→ REQUIREMENT
Copy out the rows from the very first line through the line that contains "[0,0,1333,896]", keeping both of those lines, and leave out everything after it.

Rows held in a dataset
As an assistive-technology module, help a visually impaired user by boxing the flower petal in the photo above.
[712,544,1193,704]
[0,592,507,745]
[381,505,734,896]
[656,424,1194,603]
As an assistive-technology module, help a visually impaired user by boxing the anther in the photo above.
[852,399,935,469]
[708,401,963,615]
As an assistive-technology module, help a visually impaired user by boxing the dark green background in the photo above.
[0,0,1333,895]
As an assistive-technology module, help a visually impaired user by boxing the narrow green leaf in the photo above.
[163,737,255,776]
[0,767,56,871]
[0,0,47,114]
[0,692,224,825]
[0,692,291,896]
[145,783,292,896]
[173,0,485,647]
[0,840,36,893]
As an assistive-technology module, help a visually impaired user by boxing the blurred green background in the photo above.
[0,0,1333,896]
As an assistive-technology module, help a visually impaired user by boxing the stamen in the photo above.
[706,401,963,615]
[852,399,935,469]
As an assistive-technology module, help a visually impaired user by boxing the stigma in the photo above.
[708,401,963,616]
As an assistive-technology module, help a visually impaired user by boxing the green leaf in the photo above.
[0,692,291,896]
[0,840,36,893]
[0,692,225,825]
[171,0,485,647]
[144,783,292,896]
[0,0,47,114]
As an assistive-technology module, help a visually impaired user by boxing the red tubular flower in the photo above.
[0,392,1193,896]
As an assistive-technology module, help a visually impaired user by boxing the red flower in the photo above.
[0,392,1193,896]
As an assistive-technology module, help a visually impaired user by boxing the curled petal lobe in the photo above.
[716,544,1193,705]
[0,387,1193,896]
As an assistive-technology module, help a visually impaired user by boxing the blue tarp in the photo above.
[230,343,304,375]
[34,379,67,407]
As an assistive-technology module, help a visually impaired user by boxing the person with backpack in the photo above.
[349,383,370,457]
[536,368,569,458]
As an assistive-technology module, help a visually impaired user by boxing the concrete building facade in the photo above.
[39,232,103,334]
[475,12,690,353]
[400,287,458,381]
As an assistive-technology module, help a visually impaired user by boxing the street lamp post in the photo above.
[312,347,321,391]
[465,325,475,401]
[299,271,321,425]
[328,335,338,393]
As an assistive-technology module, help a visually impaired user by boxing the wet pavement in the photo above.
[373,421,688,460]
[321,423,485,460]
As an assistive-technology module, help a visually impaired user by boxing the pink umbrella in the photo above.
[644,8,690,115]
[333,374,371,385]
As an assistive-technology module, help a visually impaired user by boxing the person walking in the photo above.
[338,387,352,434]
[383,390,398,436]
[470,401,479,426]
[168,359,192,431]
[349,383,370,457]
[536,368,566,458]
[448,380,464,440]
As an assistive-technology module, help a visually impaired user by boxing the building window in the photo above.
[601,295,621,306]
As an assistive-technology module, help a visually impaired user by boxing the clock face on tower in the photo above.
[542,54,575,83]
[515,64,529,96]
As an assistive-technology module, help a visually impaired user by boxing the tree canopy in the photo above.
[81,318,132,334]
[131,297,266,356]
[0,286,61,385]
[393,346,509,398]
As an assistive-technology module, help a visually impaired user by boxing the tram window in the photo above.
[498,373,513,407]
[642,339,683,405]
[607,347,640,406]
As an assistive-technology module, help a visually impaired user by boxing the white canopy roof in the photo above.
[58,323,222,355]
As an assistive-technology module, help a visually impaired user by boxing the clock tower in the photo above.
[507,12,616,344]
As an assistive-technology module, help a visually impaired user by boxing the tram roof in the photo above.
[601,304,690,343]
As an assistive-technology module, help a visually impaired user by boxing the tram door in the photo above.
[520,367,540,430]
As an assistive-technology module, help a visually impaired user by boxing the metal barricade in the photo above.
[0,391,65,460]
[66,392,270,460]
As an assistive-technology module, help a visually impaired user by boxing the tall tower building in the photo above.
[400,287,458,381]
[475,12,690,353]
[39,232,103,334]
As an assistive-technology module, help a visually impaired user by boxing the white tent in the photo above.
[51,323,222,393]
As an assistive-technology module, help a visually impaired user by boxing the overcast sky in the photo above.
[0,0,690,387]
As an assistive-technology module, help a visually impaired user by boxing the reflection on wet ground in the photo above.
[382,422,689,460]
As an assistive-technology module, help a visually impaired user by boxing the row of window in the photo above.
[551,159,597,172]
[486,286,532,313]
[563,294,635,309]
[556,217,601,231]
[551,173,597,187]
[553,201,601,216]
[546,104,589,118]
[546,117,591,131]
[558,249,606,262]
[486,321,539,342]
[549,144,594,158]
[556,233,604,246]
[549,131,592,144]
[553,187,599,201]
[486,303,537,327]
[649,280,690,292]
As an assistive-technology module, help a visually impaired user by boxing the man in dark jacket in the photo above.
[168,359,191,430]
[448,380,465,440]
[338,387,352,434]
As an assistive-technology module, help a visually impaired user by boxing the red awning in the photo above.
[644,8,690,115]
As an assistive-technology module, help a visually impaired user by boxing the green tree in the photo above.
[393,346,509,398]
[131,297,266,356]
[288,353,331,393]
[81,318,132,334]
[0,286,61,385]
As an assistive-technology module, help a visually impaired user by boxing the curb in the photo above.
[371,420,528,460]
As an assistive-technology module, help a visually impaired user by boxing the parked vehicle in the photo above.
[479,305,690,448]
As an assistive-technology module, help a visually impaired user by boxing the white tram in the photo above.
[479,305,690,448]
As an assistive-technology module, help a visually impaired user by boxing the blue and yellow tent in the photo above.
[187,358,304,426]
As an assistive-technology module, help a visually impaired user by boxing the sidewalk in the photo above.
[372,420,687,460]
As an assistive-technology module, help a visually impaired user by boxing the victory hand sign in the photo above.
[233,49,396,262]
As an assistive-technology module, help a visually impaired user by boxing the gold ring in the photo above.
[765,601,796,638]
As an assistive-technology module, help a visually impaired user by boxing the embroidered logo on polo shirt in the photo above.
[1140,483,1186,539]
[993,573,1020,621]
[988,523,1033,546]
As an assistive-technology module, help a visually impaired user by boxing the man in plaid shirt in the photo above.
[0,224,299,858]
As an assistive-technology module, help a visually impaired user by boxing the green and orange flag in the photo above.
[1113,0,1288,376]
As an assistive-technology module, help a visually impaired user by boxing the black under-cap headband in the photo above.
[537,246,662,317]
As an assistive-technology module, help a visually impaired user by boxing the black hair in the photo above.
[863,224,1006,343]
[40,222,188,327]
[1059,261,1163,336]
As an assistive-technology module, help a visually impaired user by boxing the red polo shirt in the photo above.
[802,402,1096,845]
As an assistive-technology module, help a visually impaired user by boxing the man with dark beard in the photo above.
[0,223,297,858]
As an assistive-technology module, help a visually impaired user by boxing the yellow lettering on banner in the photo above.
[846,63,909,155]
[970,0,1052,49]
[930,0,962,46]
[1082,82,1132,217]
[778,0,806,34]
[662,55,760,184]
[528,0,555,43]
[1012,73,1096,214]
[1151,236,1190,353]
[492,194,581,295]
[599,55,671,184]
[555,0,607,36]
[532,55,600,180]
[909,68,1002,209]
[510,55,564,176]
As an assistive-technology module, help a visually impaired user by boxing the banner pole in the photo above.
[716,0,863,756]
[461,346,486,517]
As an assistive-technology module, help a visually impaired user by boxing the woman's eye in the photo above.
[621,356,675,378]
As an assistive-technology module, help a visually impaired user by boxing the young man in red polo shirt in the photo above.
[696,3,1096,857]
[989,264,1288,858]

→ EXPECTED ANSWER
As an assistive-technology module, help a visually impaired user by boxing the flower petal in the photo above.
[712,544,1193,704]
[0,592,507,745]
[381,505,734,896]
[656,424,1194,603]
As an assistive-technology module, help a visually impaired user by boxing the anther in the photo above.
[852,399,935,469]
[708,401,963,615]
As an assistive-technology module, help a visually impaired user by boxing the dark green background in the photo above.
[0,0,1333,895]
As an assistive-technology module, help a visually impaired user by boxing the narrow green leaf in the photo above.
[163,737,255,776]
[0,767,56,871]
[0,0,47,114]
[0,692,224,825]
[0,692,291,896]
[145,783,292,896]
[173,0,485,647]
[0,840,36,893]
As an assistive-technology module, help a visually impaired user by boxing the blurred green background in the photo above.
[0,0,1333,896]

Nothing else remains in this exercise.